### Passage provided
The Bush Administration, which claims that interrogating “war on terror” captives is so vital that the United States should do to them things we’ve always called torture when done by our enemies, hasn’t bothered to recruit and train an elite corps of expert interrogators.
No surprise here. Is there some part of “Worst. Administration. Ever” I need to explain more slowly?
What’s truly spectacular about these guys is their enormous unseriousness even about their signature issues and initiatives. Having bet their own political futures and the country’s standing in the world on a good outcome in Iraq, they couldn’t be bothered to devote the attention and make the hard choices to achieve that outcome: the “stuff happens” mentality.
Democrats should stop getting the vapors every time a Republican accuses them of being “soft on terror,” and stop whining about how mean and divisive the Republicans are being (though indeed Bush’s preference for political point-scoring over national unity is indeed one example of his unseriousness about fighting the GWOT). Instead, they should point out in detail how the total fecklessness of the Bush Administration has made the country less safe.
As far as I can see, none of the right-wing pundits in the anti-anti-torture camp has bothered to notice the NYT story, or the several-month-old Intelligence Science Board report on which it was based, or to call for action on the problem of finding and training the right sort of interrogators. Nor is it likely that any reporter is going to ask Rudy Giuliani, who is trying to make terrorism his signature issue, what sort of plans he has to deal with the deficiencies of our interrogators.
Given a choice between an interrogator who’s done his homework and speaks the captive’s language and one who has access to the waterboard and other means of “enhanced interrogation,” I’d put my money on the guy who knows what he’s doing to get the information. So, apparently, would the experts at the Intelligence Science Board. The obvious inference about someone who’s very intent on allowing “enhanced interrogation methods” but indifferent to the bread-and-butter issues about interrogation is that, for that person, cruelty itself is a feature, not a bug.
Tom Maguire had his tender feelings hurt when I referred to the Republican torture cheerleaders and the voters to whose diseased emotions they pander to as “cowardly sado-fascists,” but if a love of cruelty for its own sake isn’t sadism, then what would you call it?

### Information given
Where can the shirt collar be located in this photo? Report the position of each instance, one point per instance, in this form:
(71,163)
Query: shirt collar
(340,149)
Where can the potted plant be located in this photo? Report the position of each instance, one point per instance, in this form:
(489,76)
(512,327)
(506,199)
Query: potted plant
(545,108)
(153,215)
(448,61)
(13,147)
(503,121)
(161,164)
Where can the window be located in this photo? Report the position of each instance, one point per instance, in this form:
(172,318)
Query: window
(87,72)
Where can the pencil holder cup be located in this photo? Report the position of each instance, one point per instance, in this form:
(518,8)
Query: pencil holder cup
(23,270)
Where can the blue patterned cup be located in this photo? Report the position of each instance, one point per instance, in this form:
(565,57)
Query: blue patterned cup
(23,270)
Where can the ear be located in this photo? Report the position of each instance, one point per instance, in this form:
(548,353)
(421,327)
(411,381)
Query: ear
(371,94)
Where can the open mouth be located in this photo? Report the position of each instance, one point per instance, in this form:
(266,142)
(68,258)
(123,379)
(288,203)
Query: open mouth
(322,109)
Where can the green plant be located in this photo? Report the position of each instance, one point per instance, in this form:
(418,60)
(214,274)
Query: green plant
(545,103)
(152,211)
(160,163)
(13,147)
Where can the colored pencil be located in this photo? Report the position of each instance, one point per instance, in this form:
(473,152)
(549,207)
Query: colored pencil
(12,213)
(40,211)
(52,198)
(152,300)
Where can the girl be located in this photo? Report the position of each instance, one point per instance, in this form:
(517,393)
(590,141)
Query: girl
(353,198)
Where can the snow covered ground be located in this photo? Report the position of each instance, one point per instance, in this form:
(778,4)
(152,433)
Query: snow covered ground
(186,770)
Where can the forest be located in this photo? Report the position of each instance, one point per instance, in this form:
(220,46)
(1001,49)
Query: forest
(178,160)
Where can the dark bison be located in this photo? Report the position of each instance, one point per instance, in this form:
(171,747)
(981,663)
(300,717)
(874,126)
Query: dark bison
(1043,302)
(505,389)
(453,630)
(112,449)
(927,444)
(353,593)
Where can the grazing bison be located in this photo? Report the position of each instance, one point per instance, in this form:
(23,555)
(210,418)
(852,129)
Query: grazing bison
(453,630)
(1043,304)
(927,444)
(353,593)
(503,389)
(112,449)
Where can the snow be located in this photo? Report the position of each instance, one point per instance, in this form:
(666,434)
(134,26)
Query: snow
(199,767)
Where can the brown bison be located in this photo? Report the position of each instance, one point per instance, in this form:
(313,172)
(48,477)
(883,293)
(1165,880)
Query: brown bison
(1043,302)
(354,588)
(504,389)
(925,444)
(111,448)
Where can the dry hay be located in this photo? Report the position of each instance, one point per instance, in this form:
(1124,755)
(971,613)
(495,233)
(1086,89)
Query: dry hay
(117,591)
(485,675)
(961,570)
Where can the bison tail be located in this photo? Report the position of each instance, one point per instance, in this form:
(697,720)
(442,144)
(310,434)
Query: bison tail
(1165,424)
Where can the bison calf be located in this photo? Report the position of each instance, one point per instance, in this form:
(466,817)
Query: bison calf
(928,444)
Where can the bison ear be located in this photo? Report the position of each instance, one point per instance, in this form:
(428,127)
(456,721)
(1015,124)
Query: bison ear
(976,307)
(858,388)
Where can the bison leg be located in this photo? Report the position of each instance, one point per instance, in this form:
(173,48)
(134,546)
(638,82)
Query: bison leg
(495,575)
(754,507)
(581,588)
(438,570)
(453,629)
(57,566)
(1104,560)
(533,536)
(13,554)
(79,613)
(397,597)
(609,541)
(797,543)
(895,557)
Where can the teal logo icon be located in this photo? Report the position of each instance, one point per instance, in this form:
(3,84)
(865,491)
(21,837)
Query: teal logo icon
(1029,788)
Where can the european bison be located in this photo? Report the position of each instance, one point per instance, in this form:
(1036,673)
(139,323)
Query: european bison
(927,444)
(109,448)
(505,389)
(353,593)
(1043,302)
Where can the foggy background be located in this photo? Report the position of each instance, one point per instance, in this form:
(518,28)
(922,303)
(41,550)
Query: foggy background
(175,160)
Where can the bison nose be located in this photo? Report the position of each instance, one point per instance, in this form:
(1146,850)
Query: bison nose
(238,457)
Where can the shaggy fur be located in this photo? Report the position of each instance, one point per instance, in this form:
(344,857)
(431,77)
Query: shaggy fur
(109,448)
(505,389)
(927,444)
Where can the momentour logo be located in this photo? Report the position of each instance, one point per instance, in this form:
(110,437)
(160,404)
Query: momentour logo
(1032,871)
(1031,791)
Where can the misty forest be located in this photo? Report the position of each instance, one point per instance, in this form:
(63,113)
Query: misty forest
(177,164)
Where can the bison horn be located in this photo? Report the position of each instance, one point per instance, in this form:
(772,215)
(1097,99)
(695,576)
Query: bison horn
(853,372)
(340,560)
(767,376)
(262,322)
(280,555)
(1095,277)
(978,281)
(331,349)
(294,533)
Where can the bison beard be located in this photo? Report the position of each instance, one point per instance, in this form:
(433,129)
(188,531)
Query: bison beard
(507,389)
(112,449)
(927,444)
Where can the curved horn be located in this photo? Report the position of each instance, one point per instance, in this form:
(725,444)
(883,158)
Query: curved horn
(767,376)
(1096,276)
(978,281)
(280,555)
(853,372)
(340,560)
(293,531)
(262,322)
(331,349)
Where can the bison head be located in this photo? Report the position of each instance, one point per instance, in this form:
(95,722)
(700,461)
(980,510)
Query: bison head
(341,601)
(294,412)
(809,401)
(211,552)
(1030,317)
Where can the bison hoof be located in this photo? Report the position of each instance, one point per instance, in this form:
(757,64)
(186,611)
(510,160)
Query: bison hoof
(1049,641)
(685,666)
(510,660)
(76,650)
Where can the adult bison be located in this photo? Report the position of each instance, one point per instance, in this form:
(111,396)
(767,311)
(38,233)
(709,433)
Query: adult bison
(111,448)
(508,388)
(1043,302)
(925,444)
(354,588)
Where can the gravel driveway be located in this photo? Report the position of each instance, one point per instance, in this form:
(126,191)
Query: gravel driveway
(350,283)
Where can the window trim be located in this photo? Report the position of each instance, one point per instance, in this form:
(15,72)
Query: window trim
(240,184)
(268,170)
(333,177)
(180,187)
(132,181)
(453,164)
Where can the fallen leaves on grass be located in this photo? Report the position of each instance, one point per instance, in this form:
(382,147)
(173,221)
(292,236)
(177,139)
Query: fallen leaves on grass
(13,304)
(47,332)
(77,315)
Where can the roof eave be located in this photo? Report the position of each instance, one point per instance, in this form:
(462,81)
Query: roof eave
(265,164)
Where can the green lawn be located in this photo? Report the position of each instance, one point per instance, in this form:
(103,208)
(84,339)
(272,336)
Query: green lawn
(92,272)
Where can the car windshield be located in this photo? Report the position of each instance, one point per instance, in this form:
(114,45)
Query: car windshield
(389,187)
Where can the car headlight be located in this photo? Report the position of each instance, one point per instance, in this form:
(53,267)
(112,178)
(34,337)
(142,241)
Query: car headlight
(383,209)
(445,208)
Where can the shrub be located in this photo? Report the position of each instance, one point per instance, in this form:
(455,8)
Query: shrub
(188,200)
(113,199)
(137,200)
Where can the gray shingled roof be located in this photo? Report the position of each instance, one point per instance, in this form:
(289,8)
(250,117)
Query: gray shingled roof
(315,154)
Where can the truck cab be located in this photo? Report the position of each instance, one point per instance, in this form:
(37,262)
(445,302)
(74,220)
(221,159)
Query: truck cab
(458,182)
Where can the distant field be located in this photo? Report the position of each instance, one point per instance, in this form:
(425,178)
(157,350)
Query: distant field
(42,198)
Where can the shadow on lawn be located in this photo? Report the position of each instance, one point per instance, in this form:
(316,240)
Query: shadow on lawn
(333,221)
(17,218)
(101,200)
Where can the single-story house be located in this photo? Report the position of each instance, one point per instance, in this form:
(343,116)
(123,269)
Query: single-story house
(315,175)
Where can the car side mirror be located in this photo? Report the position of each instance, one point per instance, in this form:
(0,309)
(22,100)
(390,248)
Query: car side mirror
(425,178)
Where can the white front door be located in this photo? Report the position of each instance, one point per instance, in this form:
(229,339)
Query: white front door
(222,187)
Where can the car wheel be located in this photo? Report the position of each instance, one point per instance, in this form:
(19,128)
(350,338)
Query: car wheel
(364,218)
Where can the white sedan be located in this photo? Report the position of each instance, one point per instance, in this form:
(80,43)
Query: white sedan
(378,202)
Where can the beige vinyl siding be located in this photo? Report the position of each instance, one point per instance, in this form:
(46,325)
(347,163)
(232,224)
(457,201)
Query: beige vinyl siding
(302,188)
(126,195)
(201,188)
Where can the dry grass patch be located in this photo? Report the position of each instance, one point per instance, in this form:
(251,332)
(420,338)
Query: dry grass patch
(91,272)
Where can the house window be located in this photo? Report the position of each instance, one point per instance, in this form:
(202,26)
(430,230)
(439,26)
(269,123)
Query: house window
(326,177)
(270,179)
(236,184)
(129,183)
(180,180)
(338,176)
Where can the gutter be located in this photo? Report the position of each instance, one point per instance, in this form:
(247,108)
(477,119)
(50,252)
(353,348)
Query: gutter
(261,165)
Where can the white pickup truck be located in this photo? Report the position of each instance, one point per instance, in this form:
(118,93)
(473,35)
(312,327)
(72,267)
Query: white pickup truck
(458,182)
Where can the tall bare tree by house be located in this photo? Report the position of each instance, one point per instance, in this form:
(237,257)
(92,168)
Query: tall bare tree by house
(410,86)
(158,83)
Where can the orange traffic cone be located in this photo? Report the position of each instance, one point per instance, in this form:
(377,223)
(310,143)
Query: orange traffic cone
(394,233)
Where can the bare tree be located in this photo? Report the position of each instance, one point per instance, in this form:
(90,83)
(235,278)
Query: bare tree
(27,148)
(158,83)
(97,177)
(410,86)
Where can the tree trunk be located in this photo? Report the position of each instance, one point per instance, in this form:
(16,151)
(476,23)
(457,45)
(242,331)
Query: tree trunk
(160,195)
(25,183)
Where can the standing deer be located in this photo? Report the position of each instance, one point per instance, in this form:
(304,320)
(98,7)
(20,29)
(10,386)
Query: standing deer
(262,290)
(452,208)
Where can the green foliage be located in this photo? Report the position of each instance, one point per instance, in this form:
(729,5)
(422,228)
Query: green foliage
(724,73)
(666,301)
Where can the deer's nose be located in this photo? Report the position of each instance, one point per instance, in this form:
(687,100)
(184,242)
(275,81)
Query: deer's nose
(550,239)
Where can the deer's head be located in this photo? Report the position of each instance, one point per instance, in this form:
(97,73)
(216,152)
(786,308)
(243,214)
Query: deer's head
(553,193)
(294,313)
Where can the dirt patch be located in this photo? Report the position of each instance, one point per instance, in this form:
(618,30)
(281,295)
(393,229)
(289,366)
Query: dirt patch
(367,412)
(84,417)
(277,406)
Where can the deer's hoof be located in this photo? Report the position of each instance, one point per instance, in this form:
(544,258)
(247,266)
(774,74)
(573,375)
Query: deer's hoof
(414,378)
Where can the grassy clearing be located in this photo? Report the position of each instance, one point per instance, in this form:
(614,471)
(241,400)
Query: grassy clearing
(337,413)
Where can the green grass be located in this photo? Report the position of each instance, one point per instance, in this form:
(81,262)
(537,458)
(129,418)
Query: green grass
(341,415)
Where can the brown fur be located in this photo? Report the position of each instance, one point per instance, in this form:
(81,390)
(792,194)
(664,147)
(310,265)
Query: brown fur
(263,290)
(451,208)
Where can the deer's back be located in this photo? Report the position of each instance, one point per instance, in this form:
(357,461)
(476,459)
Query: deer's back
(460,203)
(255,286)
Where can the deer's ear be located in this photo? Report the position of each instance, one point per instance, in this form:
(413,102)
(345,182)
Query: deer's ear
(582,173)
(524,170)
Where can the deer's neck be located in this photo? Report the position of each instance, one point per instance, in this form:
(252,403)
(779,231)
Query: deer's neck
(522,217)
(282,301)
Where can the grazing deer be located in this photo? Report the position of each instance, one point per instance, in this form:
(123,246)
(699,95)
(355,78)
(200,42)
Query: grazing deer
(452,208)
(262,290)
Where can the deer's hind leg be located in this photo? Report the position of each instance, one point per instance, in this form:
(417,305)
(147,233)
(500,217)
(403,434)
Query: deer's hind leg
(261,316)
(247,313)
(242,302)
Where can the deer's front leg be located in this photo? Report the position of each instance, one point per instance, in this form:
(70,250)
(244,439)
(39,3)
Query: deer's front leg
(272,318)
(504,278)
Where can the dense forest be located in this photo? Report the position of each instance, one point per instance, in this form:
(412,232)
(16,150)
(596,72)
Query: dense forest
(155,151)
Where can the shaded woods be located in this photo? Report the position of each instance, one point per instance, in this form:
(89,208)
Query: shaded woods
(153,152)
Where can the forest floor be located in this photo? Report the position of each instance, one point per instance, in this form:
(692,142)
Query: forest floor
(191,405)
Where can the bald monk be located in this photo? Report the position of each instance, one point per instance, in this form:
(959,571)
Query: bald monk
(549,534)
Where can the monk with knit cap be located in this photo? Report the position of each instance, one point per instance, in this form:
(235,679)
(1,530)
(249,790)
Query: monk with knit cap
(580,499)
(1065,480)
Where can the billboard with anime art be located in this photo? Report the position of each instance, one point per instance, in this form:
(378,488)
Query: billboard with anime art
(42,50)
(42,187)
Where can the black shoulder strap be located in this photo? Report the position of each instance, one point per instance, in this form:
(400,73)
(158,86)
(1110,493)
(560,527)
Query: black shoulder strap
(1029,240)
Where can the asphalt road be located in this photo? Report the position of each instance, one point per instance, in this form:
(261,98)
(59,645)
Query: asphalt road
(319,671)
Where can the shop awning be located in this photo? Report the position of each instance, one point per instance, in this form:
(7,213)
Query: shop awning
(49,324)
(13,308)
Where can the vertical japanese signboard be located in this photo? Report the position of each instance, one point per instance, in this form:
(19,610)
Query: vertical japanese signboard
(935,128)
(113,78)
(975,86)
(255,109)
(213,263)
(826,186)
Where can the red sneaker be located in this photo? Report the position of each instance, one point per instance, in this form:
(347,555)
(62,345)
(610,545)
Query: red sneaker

### Activity 1
List every person named in the commentary on interrogation.
### Activity 2
From the commentary on interrogation, return the passage that starts at the words "The Bush Administration, which" and ends after the words "of expert interrogators.". Copy it word for word.
### Activity 3
According to the commentary on interrogation, what has the Bush Administration not bothered to recruit and train?

### Answer box 1
Bush
Rudy Giuliani
Tom Maguire

### Answer box 2
The Bush Administration, which claims that interrogating “war on terror” captives is so vital that the United States should do to them things we’ve always called torture when done by our enemies, hasn’t bothered to recruit and train an elite corps of expert interrogators.

### Answer box 3
An elite corps of expert interrogators.